═════ Page

# Johnson's Beach vs anywhere else



## asago (Nov 11, 2008)

Stupid question...

I've never fished Johnson's beach from land (I've never even been there) although I've certainly been over that way in the boat fishing some nearshore spots. I see lots of posts here w/ folks surf fishing Johnson's Beach - seems either more people fish there from the surf or more people post about it. What's the difference between Johnson's Beach and Navarre, Pensacola, Ft. Pickens, etc.. a beach is a beach right? What's special about Johnson's Beach? is it because it's more remote and perhaps more scenic that is attractive to folks or is the surf fishing really better over that way? Just curious...


----------



## Charlie2 (Oct 2, 2007)

*Johnson's Beach*

I've fished every beach along the Emerald Coast, including Johnson's beach. I find that fishing is pretty much the same everywhere.

Fishing on a particular beach? It may change in a couple of days(hours).

I fish Johnson's Beach now because it's close to my house and I can get in there, fish a couple of hours, then go about my business.

BTW; I don't always catch fish at Johnson's beach. C2


----------



## jcallaham (Dec 13, 2009)

Charlie said it all


----------



## Stan Lockhart (Nov 29, 2007)

*Johnson Beach*

Johnson Beach is just one of a hand full of beaches that produce.Fishermen like trying new places and staying out of a rut.I go to at lease 7-10 locations! I don't like crowds!!!


----------



## dvldocz (Nov 9, 2011)

I fish J Beach because it is close to the house and I can go there after work. Takes me about 10-15 min to get to J Beach versus the 45-50 to get to Pcola Beach. I usually report on the forum about J beach when I catch something noteable or if there hasn't been any reports posted in a while. I am up for fishing any beach. Fishing is fishing. :thumbup:


----------



## Charlie2 (Oct 2, 2007)

══════════
═════ Records provided

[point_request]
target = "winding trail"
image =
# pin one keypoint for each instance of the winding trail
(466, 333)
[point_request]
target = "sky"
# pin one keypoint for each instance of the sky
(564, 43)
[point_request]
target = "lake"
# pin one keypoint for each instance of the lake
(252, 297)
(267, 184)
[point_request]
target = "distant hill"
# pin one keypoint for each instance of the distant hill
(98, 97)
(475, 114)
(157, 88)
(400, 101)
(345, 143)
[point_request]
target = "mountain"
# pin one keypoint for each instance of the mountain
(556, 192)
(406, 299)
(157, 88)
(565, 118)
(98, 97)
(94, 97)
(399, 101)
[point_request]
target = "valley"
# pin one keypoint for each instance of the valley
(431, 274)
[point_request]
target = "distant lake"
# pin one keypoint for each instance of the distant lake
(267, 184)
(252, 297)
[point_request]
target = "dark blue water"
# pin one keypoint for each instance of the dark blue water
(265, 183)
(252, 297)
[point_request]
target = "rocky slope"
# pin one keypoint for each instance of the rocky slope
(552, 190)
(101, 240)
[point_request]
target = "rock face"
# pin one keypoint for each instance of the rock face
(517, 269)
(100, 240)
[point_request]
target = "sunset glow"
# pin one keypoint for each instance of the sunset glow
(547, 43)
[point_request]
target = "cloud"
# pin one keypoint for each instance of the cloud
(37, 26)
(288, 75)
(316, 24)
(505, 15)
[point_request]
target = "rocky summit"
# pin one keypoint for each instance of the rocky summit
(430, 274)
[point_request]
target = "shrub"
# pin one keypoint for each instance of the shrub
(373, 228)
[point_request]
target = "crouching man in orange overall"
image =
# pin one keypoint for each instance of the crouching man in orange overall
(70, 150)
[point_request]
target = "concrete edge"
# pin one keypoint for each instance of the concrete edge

══════════

**The tasks:**
A) Could you rescale the keypoint coordinates in all the entries by writing out every line of the entries again, multiplying each coordinate in the answers by 0.8, and rounding to whole numbers with halves rounded up?
B) Could you carry the Johnson's Beach fishing thread further, picking up right after its last line?
The Johnson's Beach fishing thread and the entries are unrelated material.

**Responses:**
A)
[point_request]
target = "winding trail"
image =
# pin one keypoint for each instance of the winding trail
(373, 266)
[point_request]
target = "sky"
# pin one keypoint for each instance of the sky
(451, 34)
[point_request]
target = "lake"
# pin one keypoint for each instance of the lake
(202, 238)
(214, 147)
[point_request]
target = "distant hill"
# pin one keypoint for each instance of the distant hill
(78, 78)
(380, 91)
(126, 70)
(320, 81)
(276, 114)
[point_request]
target = "mountain"
# pin one keypoint for each instance of the mountain
(445, 154)
(325, 239)
(126, 70)
(452, 94)
(78, 78)
(75, 78)
(319, 81)
[point_request]
target = "valley"
# pin one keypoint for each instance of the valley
(345, 219)
[point_request]
target = "distant lake"
# pin one keypoint for each instance of the distant lake
(214, 147)
(202, 238)
[point_request]
target = "dark blue water"
# pin one keypoint for each instance of the dark blue water
(212, 146)
(202, 238)
[point_request]
target = "rocky slope"
# pin one keypoint for each instance of the rocky slope
(442, 152)
(81, 192)
[point_request]
target = "rock face"
# pin one keypoint for each instance of the rock face
(414, 215)
(80, 192)
[point_request]
target = "sunset glow"
# pin one keypoint for each instance of the sunset glow
(438, 34)
[point_request]
target = "cloud"
# pin one keypoint for each instance of the cloud
(30, 21)
(230, 60)
(253, 19)
(404, 12)
[point_request]
target = "rocky summit"
# pin one keypoint for each instance of the rocky summit
(344, 219)
[point_request]
target = "shrub"
# pin one keypoint for each instance of the shrub
(298, 182)
[point_request]
target = "crouching man in orange overall"
image =
# pin one keypoint for each instance of the crouching man in orange overall
(56, 120)
[point_request]
target = "concrete edge"
# pin one keypoint for each instance of the concrete edge

B)
*Fishing beaches*

When you read a bunch of positive fishing reports about a particular beach, you can rest assured that fish are being caught by some sneaky folks on other beaches who catch just as many fish, but don't report them. You know who you are.  

I often read a post from someone who got 'skunked' at a particular beach. If I get 'skunked', you aren't going to hear about it. :whistling: .C2


----------



## TheRoguePirate (Nov 3, 2011)

Heard a very credible report of a smokin hot FWC officer out in Jbeach...a cute girl with a job and digs the outdoors.....Im gonna start fishing there more often!


----------



## dvldocz (Nov 9, 2011)

TRP- x1 :thumbup:


----------



## Snagged Line (Sep 30, 2007)

Wirelessly posted

I've yet to see her...only the "other one"....


----------



## asago (Nov 11, 2008)

I'm surprised no one brought up the "unofficial nude" area that is supposedly over that way. When "googling" Johnson's beach it's in a ton of results... maybe that's what attracts the fish


----------



## Charlie2 (Oct 2, 2007)

*Johnson's Beach*

It didn't take long for this thread to get 'jacked' JMHO C2


----------



## Konq (Jan 27, 2012)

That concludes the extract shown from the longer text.